> EXTRACT:
# Call For Help



## Mike Bobbitt (9 Jul 2003)

Hi all,

I was hit today with a $237 bill from my ISP, who complained that I was far over my monthly traffic limit.

What does this mean for the site?

Well, I‘m not sure yet. I definitely can‘t afford this kind of a monthly bill, so I can‘t keep things as they are. The *last* thing I want to do is to have to shut down the site, and I‘m going to work hard to ensure it won‘t come to that.

I‘ve had some ideas, ranging in practicality and utility:

* Shut down the site for designated periods (E.G. every 2nd week) - (this idea is clearly not the preferred way to go)
* Transfer some or all of the traffic to a new (unidentified) connection
* Reduce the amount of traffic by scaling back images, etc - this is likely a lot of work for a small gain

In the mean time, I‘m open to suggestions...

Thanks


----------



## kurokaze (9 Jul 2003)

I can offer up some bandwidth and space.

Basically I got around 50-100MB/day
worth of traffic and roughly 50-75MB
of disk space.  I can host static stuff
like the little icons and avatars and
some images.

I‘m on pair networks right now, they
have some good deals so you might want
to check them out and see if they have
a package that suites you.

www.pair.com


----------



## Mike Bobbitt (9 Jul 2003)

Hi kurokaze,

Thanks for the offer. I know you‘d made an offer before, and I couldn‘t really figure out a good way to make use of it. I now have a bit more incentive.    I‘ll drop you an e-mail and maybe we can figure out some details.

Thanks


----------



## Danjanou (9 Jul 2003)

I wouldn‘t be adverse to a small subscription fee myself. Hey I like playing here and besides I feel you offer an excellent service. Mind i can see others who may object, or otherwise not be in a position to pay (students etc.)

> SUPPLIED MATERIAL:

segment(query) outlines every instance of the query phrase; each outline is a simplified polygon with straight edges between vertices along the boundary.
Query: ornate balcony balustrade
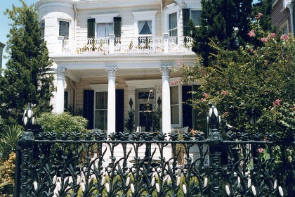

> SET PROBLEM:
According to the forum thread, how much was the bill that Mike Bobbitt received from his ISP? This data has no connection to the forum thread.

> FINAL RESULT:
$237